▶ **ASSIGNED TASK**:
Once you find the line containing "Category: house window" in the data below, copy it and each following line exactly, up to and including the line containing "Category: upper floor window", and nothing else.

▶ **MATERIAL FOR THIS EXERCISE**:

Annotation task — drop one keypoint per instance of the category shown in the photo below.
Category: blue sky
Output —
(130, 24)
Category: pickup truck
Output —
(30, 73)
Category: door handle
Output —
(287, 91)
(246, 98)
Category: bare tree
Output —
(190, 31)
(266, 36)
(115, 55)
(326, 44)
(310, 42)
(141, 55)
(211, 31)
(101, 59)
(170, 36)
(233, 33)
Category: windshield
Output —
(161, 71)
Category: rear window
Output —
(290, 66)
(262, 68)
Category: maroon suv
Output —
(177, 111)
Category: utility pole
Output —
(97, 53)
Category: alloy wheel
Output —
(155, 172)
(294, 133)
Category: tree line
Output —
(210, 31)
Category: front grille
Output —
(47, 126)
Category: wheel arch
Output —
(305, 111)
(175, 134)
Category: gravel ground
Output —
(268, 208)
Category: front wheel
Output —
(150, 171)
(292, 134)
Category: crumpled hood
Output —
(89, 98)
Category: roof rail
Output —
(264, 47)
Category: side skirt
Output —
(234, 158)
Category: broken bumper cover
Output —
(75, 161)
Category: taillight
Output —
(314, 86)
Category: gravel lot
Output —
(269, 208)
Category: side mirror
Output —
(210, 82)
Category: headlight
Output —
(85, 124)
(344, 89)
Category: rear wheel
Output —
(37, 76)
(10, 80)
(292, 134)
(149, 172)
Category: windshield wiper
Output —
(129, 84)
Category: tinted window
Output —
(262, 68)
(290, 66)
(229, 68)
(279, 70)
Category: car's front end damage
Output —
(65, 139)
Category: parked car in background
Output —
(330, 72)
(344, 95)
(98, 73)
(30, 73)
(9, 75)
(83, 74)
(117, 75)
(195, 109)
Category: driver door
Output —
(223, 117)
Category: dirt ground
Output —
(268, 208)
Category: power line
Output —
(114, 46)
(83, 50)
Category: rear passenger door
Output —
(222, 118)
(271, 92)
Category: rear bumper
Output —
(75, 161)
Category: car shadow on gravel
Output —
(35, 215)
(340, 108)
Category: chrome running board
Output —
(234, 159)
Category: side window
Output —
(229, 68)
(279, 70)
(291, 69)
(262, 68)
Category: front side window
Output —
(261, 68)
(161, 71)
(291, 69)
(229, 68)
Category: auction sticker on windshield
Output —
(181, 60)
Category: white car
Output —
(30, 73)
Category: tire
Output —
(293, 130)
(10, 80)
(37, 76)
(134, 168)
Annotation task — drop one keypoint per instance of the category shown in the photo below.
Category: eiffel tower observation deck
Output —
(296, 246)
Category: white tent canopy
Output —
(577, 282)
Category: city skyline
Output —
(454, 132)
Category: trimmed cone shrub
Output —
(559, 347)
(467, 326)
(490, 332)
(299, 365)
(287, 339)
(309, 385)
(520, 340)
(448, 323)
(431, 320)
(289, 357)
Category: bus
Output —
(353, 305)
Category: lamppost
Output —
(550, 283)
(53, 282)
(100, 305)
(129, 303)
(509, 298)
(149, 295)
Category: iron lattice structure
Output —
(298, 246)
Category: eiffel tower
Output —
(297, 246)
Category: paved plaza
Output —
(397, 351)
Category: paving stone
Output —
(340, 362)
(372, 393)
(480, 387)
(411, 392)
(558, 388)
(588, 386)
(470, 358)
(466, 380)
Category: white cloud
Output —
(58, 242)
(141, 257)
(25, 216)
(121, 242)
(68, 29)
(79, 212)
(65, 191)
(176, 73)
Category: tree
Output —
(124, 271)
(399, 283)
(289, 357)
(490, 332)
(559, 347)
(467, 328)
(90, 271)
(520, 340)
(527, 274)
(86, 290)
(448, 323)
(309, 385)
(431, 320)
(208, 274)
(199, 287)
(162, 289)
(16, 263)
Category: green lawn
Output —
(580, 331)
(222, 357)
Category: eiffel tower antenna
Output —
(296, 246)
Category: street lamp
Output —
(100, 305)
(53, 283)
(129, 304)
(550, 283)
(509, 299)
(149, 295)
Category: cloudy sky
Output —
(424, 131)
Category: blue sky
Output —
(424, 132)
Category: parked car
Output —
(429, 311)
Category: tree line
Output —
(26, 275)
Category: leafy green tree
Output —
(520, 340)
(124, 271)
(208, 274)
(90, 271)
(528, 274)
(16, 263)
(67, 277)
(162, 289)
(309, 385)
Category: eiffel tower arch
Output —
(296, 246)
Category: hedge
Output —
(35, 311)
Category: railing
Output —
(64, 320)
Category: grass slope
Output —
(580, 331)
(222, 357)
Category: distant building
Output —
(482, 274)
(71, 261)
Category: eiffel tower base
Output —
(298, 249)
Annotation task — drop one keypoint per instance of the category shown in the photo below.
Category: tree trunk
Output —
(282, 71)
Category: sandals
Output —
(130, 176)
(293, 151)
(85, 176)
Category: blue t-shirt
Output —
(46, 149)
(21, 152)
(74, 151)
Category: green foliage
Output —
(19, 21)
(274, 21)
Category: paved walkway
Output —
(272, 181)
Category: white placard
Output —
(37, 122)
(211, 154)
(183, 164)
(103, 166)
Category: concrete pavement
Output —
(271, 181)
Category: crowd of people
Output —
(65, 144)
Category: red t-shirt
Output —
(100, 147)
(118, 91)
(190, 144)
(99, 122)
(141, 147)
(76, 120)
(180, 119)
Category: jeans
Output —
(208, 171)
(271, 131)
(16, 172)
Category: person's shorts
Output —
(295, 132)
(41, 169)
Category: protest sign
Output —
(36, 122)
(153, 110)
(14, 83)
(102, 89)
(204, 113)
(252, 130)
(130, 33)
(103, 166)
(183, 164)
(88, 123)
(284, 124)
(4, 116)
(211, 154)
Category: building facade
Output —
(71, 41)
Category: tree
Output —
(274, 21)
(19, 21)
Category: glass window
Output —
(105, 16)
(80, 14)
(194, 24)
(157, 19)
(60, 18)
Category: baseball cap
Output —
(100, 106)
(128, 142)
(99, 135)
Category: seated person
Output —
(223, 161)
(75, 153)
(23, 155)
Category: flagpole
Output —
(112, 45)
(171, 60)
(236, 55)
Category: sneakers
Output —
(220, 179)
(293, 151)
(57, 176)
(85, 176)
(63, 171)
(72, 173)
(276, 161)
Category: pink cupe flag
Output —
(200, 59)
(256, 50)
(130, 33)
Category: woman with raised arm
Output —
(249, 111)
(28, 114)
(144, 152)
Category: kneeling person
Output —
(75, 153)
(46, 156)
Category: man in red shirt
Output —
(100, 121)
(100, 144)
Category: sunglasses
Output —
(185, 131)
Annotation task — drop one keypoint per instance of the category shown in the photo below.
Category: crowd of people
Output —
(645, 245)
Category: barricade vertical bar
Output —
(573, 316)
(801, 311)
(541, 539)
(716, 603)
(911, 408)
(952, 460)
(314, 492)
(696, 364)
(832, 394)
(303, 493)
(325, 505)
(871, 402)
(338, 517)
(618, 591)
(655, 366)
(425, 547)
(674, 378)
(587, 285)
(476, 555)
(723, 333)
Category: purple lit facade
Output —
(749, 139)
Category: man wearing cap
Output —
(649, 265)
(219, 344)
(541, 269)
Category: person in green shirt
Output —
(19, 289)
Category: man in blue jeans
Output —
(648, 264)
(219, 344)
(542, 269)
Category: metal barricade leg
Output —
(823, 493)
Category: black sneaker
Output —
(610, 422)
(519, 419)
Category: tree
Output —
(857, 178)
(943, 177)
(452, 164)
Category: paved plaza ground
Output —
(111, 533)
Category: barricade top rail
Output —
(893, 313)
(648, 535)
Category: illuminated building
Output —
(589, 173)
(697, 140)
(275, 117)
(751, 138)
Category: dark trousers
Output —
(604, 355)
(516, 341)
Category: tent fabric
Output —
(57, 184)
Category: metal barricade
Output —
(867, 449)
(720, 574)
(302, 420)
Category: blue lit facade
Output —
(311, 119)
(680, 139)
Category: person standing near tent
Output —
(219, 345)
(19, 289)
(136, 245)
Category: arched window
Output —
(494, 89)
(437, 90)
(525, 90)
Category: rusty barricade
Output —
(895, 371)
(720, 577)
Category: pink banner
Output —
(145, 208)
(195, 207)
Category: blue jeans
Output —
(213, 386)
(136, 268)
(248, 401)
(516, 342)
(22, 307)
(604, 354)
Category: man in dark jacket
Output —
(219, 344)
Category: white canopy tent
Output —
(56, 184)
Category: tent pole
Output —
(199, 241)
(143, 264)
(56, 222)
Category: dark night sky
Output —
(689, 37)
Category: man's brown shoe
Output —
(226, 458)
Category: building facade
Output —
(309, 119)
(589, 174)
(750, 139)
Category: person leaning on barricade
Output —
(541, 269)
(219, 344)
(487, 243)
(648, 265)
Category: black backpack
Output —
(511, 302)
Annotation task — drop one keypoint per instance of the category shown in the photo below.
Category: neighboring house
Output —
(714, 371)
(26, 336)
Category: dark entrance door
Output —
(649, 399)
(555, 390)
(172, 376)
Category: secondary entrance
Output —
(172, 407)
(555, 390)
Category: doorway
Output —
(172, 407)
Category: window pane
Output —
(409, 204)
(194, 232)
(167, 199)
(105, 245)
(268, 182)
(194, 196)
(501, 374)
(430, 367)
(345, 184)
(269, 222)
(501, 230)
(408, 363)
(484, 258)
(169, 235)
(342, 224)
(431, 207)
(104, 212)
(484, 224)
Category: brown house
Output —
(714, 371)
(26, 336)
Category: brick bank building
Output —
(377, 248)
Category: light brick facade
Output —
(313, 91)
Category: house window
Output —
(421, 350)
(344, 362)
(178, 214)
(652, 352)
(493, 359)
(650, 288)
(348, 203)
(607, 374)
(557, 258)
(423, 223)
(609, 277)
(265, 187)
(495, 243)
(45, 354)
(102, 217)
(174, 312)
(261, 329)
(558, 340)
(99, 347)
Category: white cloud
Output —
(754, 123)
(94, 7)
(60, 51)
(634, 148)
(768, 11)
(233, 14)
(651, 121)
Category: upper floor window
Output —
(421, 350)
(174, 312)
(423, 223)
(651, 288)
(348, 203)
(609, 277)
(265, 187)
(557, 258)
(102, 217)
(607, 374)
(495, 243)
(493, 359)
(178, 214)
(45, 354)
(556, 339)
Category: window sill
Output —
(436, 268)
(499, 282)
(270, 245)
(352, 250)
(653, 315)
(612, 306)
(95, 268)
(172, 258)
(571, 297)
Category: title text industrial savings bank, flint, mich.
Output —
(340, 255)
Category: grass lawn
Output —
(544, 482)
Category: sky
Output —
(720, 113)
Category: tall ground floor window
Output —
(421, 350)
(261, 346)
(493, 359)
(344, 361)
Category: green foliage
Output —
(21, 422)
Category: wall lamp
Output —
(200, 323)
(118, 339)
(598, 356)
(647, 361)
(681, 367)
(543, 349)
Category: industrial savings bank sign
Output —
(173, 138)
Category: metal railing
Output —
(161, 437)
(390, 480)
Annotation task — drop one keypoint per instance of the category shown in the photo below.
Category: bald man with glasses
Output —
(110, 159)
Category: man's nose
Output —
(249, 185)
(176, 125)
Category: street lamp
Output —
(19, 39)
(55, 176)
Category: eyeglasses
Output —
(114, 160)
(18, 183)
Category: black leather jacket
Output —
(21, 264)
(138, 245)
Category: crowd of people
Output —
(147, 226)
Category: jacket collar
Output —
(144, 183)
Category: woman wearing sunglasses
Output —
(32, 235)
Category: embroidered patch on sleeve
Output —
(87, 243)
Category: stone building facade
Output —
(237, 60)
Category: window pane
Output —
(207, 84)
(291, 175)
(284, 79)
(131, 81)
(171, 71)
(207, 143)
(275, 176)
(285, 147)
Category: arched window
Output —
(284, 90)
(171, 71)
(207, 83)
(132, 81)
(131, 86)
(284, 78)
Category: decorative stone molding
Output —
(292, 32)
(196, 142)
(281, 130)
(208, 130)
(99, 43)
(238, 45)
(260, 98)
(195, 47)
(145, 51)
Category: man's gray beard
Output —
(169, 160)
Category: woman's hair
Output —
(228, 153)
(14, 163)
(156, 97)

▶ **RESULT OF THE TASK**:
Category: house window
Output —
(421, 350)
(344, 362)
(178, 214)
(652, 352)
(493, 359)
(650, 288)
(348, 203)
(607, 374)
(557, 258)
(423, 223)
(609, 277)
(265, 187)
(495, 243)
(45, 354)
(102, 217)
(174, 312)
(261, 329)
(558, 340)
(99, 347)
Category: white cloud
Output —
(754, 123)
(94, 7)
(60, 51)
(634, 148)
(768, 11)
(233, 14)
(651, 121)
Category: upper floor window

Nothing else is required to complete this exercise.